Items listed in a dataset

------------------------------------------------------------------------

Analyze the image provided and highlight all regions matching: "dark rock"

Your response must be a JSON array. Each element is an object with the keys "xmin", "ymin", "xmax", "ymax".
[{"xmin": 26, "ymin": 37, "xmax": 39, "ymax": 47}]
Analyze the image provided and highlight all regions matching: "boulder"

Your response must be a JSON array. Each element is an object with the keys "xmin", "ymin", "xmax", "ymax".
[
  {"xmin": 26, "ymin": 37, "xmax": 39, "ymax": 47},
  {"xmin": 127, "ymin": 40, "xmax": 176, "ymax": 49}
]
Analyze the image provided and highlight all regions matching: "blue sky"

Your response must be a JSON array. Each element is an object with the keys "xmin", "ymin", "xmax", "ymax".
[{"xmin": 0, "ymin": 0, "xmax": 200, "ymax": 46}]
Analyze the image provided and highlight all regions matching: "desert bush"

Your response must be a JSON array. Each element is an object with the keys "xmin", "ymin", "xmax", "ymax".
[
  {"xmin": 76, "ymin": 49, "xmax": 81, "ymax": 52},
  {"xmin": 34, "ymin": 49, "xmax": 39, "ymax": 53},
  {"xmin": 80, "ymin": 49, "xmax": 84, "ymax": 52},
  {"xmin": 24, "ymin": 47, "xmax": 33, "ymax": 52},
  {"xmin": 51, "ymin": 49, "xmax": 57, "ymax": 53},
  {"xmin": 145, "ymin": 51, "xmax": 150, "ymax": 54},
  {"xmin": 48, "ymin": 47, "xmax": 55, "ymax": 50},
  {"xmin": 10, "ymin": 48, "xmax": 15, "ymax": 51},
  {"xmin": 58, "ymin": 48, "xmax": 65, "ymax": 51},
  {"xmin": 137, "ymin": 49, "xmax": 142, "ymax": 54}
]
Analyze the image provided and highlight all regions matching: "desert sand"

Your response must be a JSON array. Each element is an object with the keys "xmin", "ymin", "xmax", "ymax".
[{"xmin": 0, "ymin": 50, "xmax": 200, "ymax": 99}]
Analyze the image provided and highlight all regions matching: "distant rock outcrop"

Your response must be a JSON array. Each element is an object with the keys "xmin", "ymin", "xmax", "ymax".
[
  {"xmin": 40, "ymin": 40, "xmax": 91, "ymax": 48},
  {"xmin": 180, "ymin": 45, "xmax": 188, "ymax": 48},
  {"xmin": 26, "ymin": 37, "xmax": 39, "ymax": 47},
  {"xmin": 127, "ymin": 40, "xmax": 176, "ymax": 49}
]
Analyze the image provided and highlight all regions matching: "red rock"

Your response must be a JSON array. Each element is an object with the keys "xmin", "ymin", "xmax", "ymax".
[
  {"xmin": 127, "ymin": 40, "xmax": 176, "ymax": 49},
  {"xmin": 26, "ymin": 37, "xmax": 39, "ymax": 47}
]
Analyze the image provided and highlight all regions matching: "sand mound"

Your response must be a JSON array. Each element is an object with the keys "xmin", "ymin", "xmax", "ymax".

------------------------------------------------------------------------

List each line above that contains the word "sand".

= Task response =
Analyze the image provided and highlight all regions matching: "desert sand"
Analyze the image provided and highlight all regions matching: "sand mound"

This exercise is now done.